Oltre a quanto detto, la didattica come verrà organizzata in situazioni di ’emergenza’?

«L’ipotesi che alcuni studenti, nel corso dell’anno, debbano seguire le lezioni da casa in quanto isolati o malati, è più che plausibile. Avremo ragazzi costretti a casa per un periodo minimo di tre giorni, perchè isolati per contatti con altri Covid+ e in attesa di accertamento, e ovviamente anche di più, visto che non ci sarà solo il coronavirus ma pure la ‘banale’ influenza. Far perdere ore di lezione significa lasciarli indietro. Per questo come scuola stiamo approntando la documentazione per un piano incentrato sulla didattica digitale che consenta agli assenti di collegarsi in videoconferenza con la classe e seguire l’attività didattica. È una opportunità che vogliamo dare, ovviamente compatibilmente con le condizioni di salute di ciascuno».

 

Considerando che è trascorsa solo la prima di trentatrè settimane di scuola, non sembra la migliore situazione possibile.

«La complessità organizzativa è molto forte. Non va poi dimenticato che sono partite anche le attività di recupero, moltiplicate dal fatto che l’anno scorso abbiamo dovuto promuovere tutti, anche le persone con più insufficienze. Così in alcune classi ci sono ragazzi che non hanno i pre-requisiti per affrontare il programma dell’anno in corso. Oltre a quelli già effettuati online, ora abbiamo così anche i corsi di recupero per tutte le materie dell’anno passato».

Come dirigenti scolastici, dal lockdown di marzo ad oggi, vi siete sentiti mai abbandonati dall’istituzione?

«Nel tempo, come dirigenti, abbiamo evidenziato quelle che a nostro giudizio erano le criticità dei protocolli. Da un lato, lasciare ampi margini alle scuole significa caricare di grandi responsabilità gli istituti e chi li dirige e amministra. Come nel caso dell’individuazione delle sintomatologie che, con l’arrivo dell’inverno, sarà una procedura affatto semplice. Fra dirigenti scolastici, anche a Terni, c’è stata una collaborazione non solo formale ma sostanziale. Il punto è che ogni istituto ha le proprie caratteristiche e ciascuno, poi, ha preso le proprie decisioni in accordo con il collegio dei docenti. Il coordinamento con l’Ufficio scolastico regionale è sugli aspetti più generali. C’è da dire che nella scuola ci sono più figure impegnate, come l’Rspp, la commissione sicurezza, per cui non mi sono sentita sola nell’affrontare la complessità, anche grazie ai docenti, al personale amministrativo, assistenti tecnici e collaboratoti scolastici. Ecco, c’è stato certamente un lavoro corale, di ‘squadra’, fortissimo».

# Voci del dataset
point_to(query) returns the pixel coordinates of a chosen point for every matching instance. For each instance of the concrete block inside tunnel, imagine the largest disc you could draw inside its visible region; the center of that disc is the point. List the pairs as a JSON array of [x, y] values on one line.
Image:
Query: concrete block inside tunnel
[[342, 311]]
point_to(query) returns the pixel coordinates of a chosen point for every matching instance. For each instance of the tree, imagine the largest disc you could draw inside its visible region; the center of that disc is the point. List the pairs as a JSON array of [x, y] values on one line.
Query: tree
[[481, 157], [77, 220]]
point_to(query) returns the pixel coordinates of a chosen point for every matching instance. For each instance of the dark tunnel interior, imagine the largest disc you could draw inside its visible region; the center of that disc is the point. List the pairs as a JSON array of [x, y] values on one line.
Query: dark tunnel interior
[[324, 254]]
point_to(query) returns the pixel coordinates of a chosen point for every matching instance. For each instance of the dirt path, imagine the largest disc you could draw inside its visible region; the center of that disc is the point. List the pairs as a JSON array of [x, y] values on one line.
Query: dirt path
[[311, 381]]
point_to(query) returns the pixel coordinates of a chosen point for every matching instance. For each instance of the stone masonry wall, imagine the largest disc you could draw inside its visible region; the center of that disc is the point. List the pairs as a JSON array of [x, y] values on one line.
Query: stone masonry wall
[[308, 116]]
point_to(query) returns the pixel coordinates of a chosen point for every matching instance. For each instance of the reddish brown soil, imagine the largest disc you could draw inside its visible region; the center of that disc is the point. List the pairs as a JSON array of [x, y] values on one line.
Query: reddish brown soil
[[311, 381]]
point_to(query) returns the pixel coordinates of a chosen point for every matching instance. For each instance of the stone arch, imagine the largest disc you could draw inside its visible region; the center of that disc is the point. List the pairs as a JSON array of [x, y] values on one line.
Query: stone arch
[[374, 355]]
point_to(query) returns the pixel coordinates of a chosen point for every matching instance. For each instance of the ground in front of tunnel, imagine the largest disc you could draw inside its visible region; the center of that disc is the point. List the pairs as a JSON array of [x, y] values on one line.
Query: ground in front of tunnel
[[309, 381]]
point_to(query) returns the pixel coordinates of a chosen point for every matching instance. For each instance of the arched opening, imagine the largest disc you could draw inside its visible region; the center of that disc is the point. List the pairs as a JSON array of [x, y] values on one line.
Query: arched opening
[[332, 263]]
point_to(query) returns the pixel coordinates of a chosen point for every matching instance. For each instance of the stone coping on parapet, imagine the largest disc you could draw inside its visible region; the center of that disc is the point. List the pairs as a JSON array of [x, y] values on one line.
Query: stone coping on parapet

# COSA FARE
Trascrivi tale e quale la parte dell'intervista sulla scuola che comincia con "Considerando che è trascorsa" e termina con "mai abbandonati dall’istituzione?". Per questo lavoro i dati non servono.

# SOLUZIONE
Considerando che è trascorsa solo la prima di trentatrè settimane di scuola, non sembra la migliore situazione possibile.

«La complessità organizzativa è molto forte. Non va poi dimenticato che sono partite anche le attività di recupero, moltiplicate dal fatto che l’anno scorso abbiamo dovuto promuovere tutti, anche le persone con più insufficienze. Così in alcune classi ci sono ragazzi che non hanno i pre-requisiti per affrontare il programma dell’anno in corso. Oltre a quelli già effettuati online, ora abbiamo così anche i corsi di recupero per tutte le materie dell’anno passato».

Come dirigenti scolastici, dal lockdown di marzo ad oggi, vi siete sentiti mai abbandonati dall’istituzione?